___ Selected excerpt

The phylogenomic reconstruction tree based on 31 highly conserved protein sequences (Figure 3B) from the eight cyanobacteria genomes showed a topology similar that observed in the phylogenetic tree based on 16S rRNA gene sequences (Figure 3C). Furthermore, for the majority of strains, both phylogenetic tree topologies corroborated those observed in the pan-genome tree and dendrogram (Figures 2A, 3C). An exception was found for the Australian strains CS-505 and CS-508, which were grouped together in both the 16S rRNA and phylogenomic tree but were separated in the pan-genome tree and dendrogram.
Nitrogen Fixation Gene Cluster in Cylindrospermopsis raciborskii
In culture, the C. raciborskii strain CENA303 never showed heterocytes, while the C. raciborskii strain CENA302 always showed differentiated heterocytes. Before genome sequencing of both strains, growth tests were conducted under different nitrogen concentrations in an attempt to induce heterocyte differentiation in the CENA303 strain. Exposure of cells of the C. raciborskii strains CENA303 and CENA302 to various nutritional conditions affected their development in several ways. The lack of a combined nitrogen source prevented the growth of the CENA303 strain, as well as the Jaworski medium with nitrogen. This medium has a low nitrogen concentration, which is likely quickly exhausted in the first cycles of cell growth, inhibiting the development of a non-diazotrophic cyanobacterium. The CENA303 strain did not grow in the absence of combined nitrogen and did not differentiate heterocytes in any tested culture medium (Figure 4). However, the CENA302 strain showed growth in all media and differentiated heterocytes under all conditions, especially in media without combined nitrogen. Both strains showed akinete differentiation in the culture media where they were able to grew.

______
___ Recorded information

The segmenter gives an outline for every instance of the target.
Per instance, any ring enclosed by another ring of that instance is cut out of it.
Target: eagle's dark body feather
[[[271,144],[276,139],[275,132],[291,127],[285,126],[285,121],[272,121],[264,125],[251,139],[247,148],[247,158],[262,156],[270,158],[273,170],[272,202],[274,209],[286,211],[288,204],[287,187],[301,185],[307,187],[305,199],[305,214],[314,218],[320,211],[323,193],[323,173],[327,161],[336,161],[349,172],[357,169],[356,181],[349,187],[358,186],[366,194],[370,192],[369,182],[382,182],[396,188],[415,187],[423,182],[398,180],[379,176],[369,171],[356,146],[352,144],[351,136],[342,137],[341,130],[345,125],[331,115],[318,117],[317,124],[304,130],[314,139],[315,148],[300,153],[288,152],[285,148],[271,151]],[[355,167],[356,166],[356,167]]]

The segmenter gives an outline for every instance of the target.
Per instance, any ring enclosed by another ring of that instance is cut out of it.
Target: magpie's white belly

______
___ Recorded information

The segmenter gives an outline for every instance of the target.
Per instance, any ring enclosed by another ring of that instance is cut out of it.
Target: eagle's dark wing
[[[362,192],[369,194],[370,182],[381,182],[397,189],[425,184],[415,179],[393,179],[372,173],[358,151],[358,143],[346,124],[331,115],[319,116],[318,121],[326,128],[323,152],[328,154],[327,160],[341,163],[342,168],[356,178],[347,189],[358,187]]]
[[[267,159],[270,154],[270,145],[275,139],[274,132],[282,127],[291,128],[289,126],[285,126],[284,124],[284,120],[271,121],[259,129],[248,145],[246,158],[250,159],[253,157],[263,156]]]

______
___ Recorded information

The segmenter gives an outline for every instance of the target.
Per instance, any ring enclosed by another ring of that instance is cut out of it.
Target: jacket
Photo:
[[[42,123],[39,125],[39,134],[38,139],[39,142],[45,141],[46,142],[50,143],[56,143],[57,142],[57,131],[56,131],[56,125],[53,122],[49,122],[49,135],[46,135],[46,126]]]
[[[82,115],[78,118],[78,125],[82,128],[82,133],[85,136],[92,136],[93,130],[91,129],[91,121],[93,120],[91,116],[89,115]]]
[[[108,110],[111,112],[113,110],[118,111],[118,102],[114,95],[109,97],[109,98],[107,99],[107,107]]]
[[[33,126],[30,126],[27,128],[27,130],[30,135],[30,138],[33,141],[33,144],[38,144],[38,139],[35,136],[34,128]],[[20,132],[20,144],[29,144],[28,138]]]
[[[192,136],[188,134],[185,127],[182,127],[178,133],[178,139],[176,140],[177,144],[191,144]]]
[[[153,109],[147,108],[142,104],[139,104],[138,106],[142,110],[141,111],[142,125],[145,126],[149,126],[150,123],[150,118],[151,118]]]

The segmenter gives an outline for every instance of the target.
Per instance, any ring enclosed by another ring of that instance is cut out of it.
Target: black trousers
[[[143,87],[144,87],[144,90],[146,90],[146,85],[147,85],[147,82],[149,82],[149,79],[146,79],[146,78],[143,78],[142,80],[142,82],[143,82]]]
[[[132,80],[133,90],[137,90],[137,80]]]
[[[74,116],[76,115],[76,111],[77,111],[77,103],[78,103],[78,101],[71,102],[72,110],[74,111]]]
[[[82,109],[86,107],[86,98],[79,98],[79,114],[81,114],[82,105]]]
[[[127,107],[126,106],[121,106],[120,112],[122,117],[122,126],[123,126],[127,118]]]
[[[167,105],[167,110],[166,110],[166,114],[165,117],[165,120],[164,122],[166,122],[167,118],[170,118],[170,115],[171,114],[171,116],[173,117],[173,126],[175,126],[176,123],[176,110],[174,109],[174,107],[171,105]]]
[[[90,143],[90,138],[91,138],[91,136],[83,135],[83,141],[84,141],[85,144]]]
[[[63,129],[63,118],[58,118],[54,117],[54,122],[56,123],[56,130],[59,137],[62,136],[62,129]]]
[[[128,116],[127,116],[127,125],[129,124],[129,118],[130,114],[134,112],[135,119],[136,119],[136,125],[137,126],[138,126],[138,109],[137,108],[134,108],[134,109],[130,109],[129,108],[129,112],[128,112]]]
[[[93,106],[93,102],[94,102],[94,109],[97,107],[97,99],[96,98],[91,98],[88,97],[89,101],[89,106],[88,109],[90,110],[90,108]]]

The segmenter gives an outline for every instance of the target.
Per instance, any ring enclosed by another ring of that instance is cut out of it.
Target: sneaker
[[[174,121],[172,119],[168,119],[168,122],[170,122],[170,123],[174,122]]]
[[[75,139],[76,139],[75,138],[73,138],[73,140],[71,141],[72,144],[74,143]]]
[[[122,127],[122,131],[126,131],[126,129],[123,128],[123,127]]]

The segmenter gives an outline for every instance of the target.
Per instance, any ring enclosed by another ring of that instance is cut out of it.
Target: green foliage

______

Set down the cyanobacteria genome text again word for word, in full.

The phylogenomic reconstruction tree based on 31 highly conserved protein sequences (Figure 3B) from the eight cyanobacteria genomes showed a topology similar that observed in the phylogenetic tree based on 16S rRNA gene sequences (Figure 3C). Furthermore, for the majority of strains, both phylogenetic tree topologies corroborated those observed in the pan-genome tree and dendrogram (Figures 2A, 3C). An exception was found for the Australian strains CS-505 and CS-508, which were grouped together in both the 16S rRNA and phylogenomic tree but were separated in the pan-genome tree and dendrogram.
Nitrogen Fixation Gene Cluster in Cylindrospermopsis raciborskii
In culture, the C. raciborskii strain CENA303 never showed heterocytes, while the C. raciborskii strain CENA302 always showed differentiated heterocytes. Before genome sequencing of both strains, growth tests were conducted under different nitrogen concentrations in an attempt to induce heterocyte differentiation in the CENA303 strain. Exposure of cells of the C. raciborskii strains CENA303 and CENA302 to various nutritional conditions affected their development in several ways. The lack of a combined nitrogen source prevented the growth of the CENA303 strain, as well as the Jaworski medium with nitrogen. This medium has a low nitrogen concentration, which is likely quickly exhausted in the first cycles of cell growth, inhibiting the development of a non-diazotrophic cyanobacterium. The CENA303 strain did not grow in the absence of combined nitrogen and did not differentiate heterocytes in any tested culture medium (Figure 4). However, the CENA302 strain showed growth in all media and differentiated heterocytes under all conditions, especially in media without combined nitrogen. Both strains showed akinete differentiation in the culture media where they were able to grew.